-- Source information follows --
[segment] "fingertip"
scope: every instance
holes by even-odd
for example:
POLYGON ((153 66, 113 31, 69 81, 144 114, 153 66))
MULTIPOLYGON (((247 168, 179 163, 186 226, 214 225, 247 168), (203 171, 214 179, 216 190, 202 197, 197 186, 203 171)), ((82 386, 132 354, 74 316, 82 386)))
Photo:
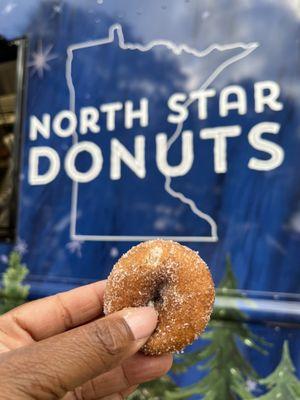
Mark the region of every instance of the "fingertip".
POLYGON ((156 328, 158 314, 153 307, 126 308, 121 314, 135 340, 149 337, 156 328))
POLYGON ((127 371, 130 383, 148 382, 165 375, 172 366, 173 357, 170 354, 162 356, 146 356, 136 353, 127 359, 123 368, 127 371))
POLYGON ((122 395, 124 398, 127 398, 127 396, 129 396, 129 395, 131 395, 132 393, 134 393, 134 392, 138 389, 138 387, 139 387, 139 385, 131 386, 130 388, 128 388, 128 389, 126 389, 126 390, 123 390, 123 391, 121 392, 121 395, 122 395))
POLYGON ((162 354, 160 356, 145 356, 147 358, 148 367, 156 368, 157 376, 165 375, 169 372, 173 364, 172 354, 162 354))
POLYGON ((163 375, 170 371, 173 365, 173 355, 172 354, 164 354, 160 356, 160 361, 162 364, 163 375))
POLYGON ((103 290, 103 289, 105 289, 106 284, 107 284, 107 279, 104 279, 103 281, 94 282, 91 285, 93 285, 97 289, 103 290))

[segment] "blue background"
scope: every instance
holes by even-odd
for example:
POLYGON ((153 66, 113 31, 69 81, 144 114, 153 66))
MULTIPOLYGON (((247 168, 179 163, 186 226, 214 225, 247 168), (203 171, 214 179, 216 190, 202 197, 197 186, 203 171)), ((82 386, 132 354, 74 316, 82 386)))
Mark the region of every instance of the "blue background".
MULTIPOLYGON (((119 255, 133 245, 70 238, 72 182, 63 168, 49 185, 28 183, 28 154, 33 145, 55 148, 62 162, 72 145, 71 138, 62 139, 54 134, 47 141, 39 138, 30 142, 29 116, 41 118, 50 113, 53 118, 59 111, 69 109, 65 77, 68 46, 105 38, 115 23, 122 26, 125 41, 133 43, 165 39, 199 50, 213 43, 259 43, 257 49, 226 68, 211 85, 218 93, 231 84, 245 88, 247 114, 240 116, 232 111, 228 117, 220 117, 218 96, 210 101, 205 121, 199 121, 191 107, 184 129, 194 133, 195 162, 187 175, 172 180, 172 187, 191 197, 217 223, 216 243, 190 244, 207 261, 216 283, 224 272, 225 256, 230 254, 239 288, 269 292, 271 297, 283 292, 299 294, 299 21, 300 11, 293 1, 1 1, 0 34, 29 39, 18 237, 19 248, 30 268, 33 297, 105 278, 119 255), (49 69, 39 75, 33 61, 41 48, 50 51, 51 59, 49 69), (282 111, 254 112, 253 85, 263 80, 274 80, 280 85, 282 111), (283 164, 269 172, 247 167, 251 157, 266 156, 251 148, 247 139, 249 130, 262 121, 281 124, 280 133, 272 135, 270 140, 285 151, 283 164), (213 143, 199 139, 199 130, 236 124, 241 126, 242 134, 228 141, 228 171, 216 174, 213 143)), ((79 185, 77 230, 80 233, 209 235, 210 227, 205 221, 164 191, 164 177, 155 165, 154 139, 159 132, 170 137, 174 131, 174 126, 166 122, 166 100, 170 94, 196 90, 216 66, 234 54, 234 51, 229 55, 214 52, 195 59, 175 56, 164 48, 128 53, 120 51, 117 38, 110 45, 76 52, 72 64, 76 111, 85 105, 98 107, 126 99, 137 105, 143 96, 150 104, 147 128, 136 125, 127 131, 121 116, 115 132, 106 132, 104 127, 100 134, 80 137, 100 145, 104 157, 100 176, 89 184, 79 185), (122 179, 112 182, 108 169, 110 139, 118 138, 133 151, 136 134, 146 136, 146 179, 139 180, 123 165, 122 179)), ((176 164, 180 157, 181 141, 177 140, 169 162, 176 164)), ((79 164, 85 168, 88 160, 82 158, 79 164)), ((1 246, 2 254, 9 250, 8 245, 1 246)), ((275 348, 290 335, 294 361, 300 367, 299 331, 279 329, 274 333, 273 327, 255 329, 263 329, 275 348)), ((264 361, 260 356, 249 357, 265 373, 276 365, 279 352, 273 351, 264 361)))

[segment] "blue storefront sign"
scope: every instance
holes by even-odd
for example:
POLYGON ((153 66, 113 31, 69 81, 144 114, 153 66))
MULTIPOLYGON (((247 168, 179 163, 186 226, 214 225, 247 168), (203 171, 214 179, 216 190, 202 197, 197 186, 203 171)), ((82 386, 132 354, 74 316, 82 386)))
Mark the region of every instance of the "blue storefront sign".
-- Source information concluded --
Your assignment:
No pictures go in the copy. Set down all the data exactly.

Exercise solution:
[segment] "fingertip"
scope: every instance
holes by even-odd
for example:
POLYGON ((153 66, 113 31, 69 81, 144 114, 153 66))
MULTIPOLYGON (((247 168, 179 163, 186 226, 214 225, 247 168), (203 171, 214 179, 216 190, 202 197, 197 186, 203 171)), ((82 386, 132 354, 74 316, 82 386)))
Photo:
Mark the region of every instance of the "fingertip".
POLYGON ((156 328, 158 314, 153 307, 126 308, 121 314, 135 340, 149 337, 156 328))
POLYGON ((127 371, 130 383, 148 382, 165 375, 172 366, 173 357, 170 354, 162 356, 146 356, 136 353, 127 359, 123 368, 127 371))
POLYGON ((122 395, 124 398, 127 398, 127 396, 129 396, 129 395, 131 395, 132 393, 134 393, 134 392, 138 389, 138 387, 139 387, 139 385, 131 386, 130 388, 128 388, 128 389, 126 389, 126 390, 123 390, 123 391, 121 392, 121 395, 122 395))
POLYGON ((162 354, 160 356, 145 356, 147 358, 148 367, 156 368, 157 376, 165 375, 169 372, 173 364, 172 354, 162 354))
POLYGON ((163 375, 170 371, 173 365, 173 355, 172 354, 164 354, 160 356, 160 361, 162 364, 163 375))
POLYGON ((103 290, 103 289, 105 289, 106 284, 107 284, 107 279, 104 279, 103 281, 94 282, 91 285, 93 285, 97 289, 103 290))

[segment] "blue background"
scope: every instance
holes by even-odd
for example:
POLYGON ((153 66, 113 31, 69 81, 144 114, 153 66))
MULTIPOLYGON (((247 168, 179 163, 186 226, 214 225, 247 168), (203 171, 214 179, 216 190, 202 197, 197 186, 203 171)), ((82 386, 132 354, 74 316, 82 386)))
Mark the region of every instance of the "blue background".
MULTIPOLYGON (((119 255, 133 245, 70 238, 72 182, 63 168, 49 185, 28 183, 28 154, 33 145, 55 148, 62 162, 72 145, 71 138, 62 139, 54 134, 47 141, 39 138, 30 142, 29 116, 41 118, 50 113, 53 118, 59 111, 69 109, 65 77, 68 46, 105 38, 115 23, 122 26, 125 41, 133 43, 165 39, 199 50, 213 43, 259 43, 257 49, 226 68, 211 85, 218 93, 231 84, 245 88, 247 114, 240 116, 232 111, 228 117, 220 117, 218 96, 210 101, 205 121, 199 121, 191 107, 184 129, 194 133, 195 162, 187 175, 172 180, 172 187, 191 197, 217 223, 216 243, 190 244, 207 261, 216 283, 224 272, 225 256, 230 254, 239 288, 269 292, 271 297, 283 292, 299 294, 299 21, 300 11, 293 1, 1 1, 0 34, 29 39, 18 237, 19 248, 30 268, 33 297, 105 278, 119 255), (49 69, 39 75, 33 61, 41 48, 50 51, 51 59, 49 69), (282 111, 254 112, 253 85, 263 80, 274 80, 280 85, 282 111), (283 164, 269 172, 247 167, 251 157, 266 156, 251 148, 247 139, 249 130, 262 121, 281 124, 280 133, 272 135, 270 140, 285 151, 283 164), (213 143, 199 139, 199 130, 236 124, 241 126, 242 134, 228 141, 228 171, 216 174, 213 143)), ((79 185, 77 230, 80 233, 209 235, 210 227, 205 221, 164 191, 164 177, 155 165, 154 139, 159 132, 170 137, 174 131, 174 126, 166 122, 166 100, 170 94, 196 90, 216 66, 234 54, 234 51, 229 55, 214 52, 195 59, 175 56, 164 48, 128 53, 120 51, 117 38, 110 45, 76 52, 72 64, 76 111, 85 105, 98 107, 126 99, 137 105, 143 96, 150 104, 147 128, 136 125, 127 131, 121 116, 115 132, 106 132, 104 127, 100 134, 80 137, 100 145, 104 157, 100 176, 89 184, 79 185), (122 179, 112 182, 108 169, 110 139, 118 138, 133 151, 136 134, 146 136, 146 179, 139 180, 123 165, 122 179)), ((176 164, 180 157, 181 141, 177 140, 169 162, 176 164)), ((79 164, 85 168, 88 160, 82 158, 79 164)), ((1 246, 2 254, 9 250, 8 245, 1 246)), ((275 348, 290 335, 294 361, 300 367, 299 331, 279 329, 274 333, 273 327, 255 329, 263 329, 275 348)), ((264 361, 260 356, 249 357, 265 373, 276 365, 279 352, 273 351, 264 361)))

[segment] "blue storefront sign"
scope: every instance
holes by even-odd
for example:
POLYGON ((153 66, 113 31, 69 81, 144 114, 153 66))
MULTIPOLYGON (((247 168, 179 163, 186 226, 214 225, 247 168), (203 171, 214 179, 216 190, 202 197, 197 186, 203 171)), ((82 386, 132 354, 74 316, 82 386)))
Mark the region of every instance of the "blue storefront sign".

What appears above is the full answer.